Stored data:
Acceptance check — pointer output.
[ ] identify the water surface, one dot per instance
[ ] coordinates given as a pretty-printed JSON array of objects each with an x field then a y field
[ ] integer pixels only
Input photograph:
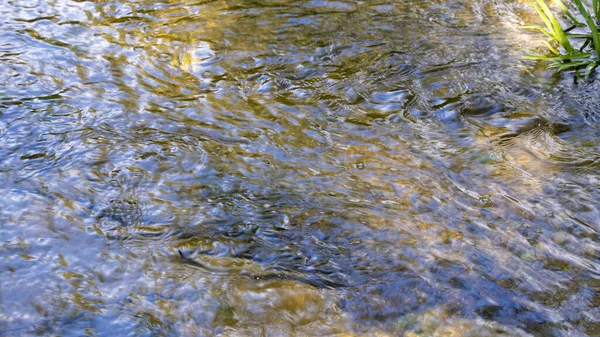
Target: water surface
[{"x": 281, "y": 168}]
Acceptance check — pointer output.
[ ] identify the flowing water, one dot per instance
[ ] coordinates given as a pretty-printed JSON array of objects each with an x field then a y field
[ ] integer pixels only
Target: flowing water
[{"x": 292, "y": 168}]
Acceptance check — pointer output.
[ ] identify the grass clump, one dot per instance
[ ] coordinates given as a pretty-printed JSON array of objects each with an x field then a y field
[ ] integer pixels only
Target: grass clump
[{"x": 584, "y": 35}]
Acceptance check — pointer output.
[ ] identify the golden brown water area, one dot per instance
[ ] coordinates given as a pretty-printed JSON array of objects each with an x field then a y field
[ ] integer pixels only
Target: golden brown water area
[{"x": 292, "y": 168}]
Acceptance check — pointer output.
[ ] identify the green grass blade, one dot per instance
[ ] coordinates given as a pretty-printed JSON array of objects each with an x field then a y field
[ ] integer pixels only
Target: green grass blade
[
  {"x": 564, "y": 8},
  {"x": 591, "y": 24}
]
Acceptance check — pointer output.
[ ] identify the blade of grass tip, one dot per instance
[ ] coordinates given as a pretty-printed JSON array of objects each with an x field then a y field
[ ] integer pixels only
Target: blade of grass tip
[
  {"x": 590, "y": 68},
  {"x": 559, "y": 33},
  {"x": 565, "y": 9},
  {"x": 552, "y": 49},
  {"x": 591, "y": 24},
  {"x": 542, "y": 15},
  {"x": 567, "y": 66}
]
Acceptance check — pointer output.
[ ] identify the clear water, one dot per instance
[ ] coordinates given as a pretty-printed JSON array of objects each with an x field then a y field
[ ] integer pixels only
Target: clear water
[{"x": 281, "y": 168}]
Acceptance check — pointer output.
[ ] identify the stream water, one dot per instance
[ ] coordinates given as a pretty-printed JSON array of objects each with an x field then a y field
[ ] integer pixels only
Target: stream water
[{"x": 293, "y": 168}]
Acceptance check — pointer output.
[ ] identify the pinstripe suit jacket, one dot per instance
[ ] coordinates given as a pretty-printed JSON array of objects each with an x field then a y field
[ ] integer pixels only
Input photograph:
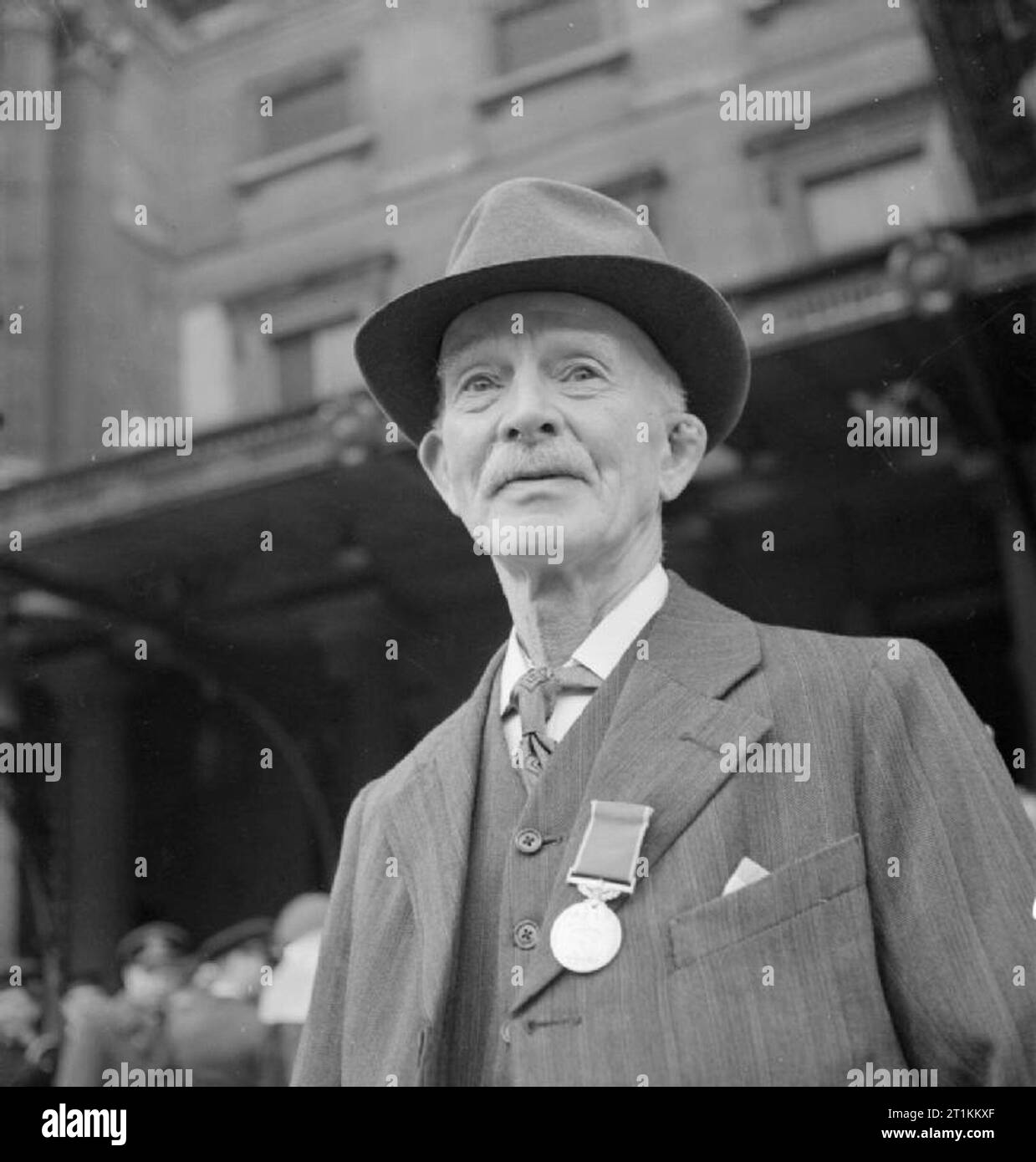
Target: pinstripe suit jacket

◆ **Instructions for the task**: Among the lines of the preceding data, which ones hold the word "suit"? List them.

◆ **Output of the task**:
[ ] identify the pinstripe suit jacket, one dot per instance
Target: pinstripe suit jacket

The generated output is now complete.